Skip to content

Create Dataset

Create a new dataset in Marqtune by posting to /datasets. This returns a presigned URL where the dataset file should be uploaded. When using the py-marqtune client, create_dataset() automatically handles file upload and dataset creation. For REST API usage, upload the file to the presigned URL which triggers the dataset validation and preparation tasks.

There are two primary types of datasets in Marqtune: training and evaluation.

  • Training Dataset: Used for training machine learning models. It includes input data and corresponding attributes.
  • Evaluation Dataset: Used for evaluating the performance of trained models. It includes query data and expected results to test the model's accuracy and effectiveness.

Note: Column names in the dataSchema should not use the prefix marqtune__ as it is reserved for internal use.


POST /datasets

Body Parameters

Name Type Default value Description
datasetType String training Required - Valid dataset types are [evaluation, training].
dataSchema Dictionary "" Required - Mapping of columns to data types. See DataSchema Details for more information.
queryColumn String "" Required - if datasetType is evaluation.
resultColumns String "" Required - if datasetType is evaluation.

> _Stated problem_: What prefix does the Marqtune dataset page say column names in the dataSchema should not use? The data after this point is separate material from the Marqtune dataset page.

> _Given data_:
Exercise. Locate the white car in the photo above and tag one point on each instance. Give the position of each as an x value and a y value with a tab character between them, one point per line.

> _Response to this exercise_: The prefix marqtune__, which is reserved for internal use.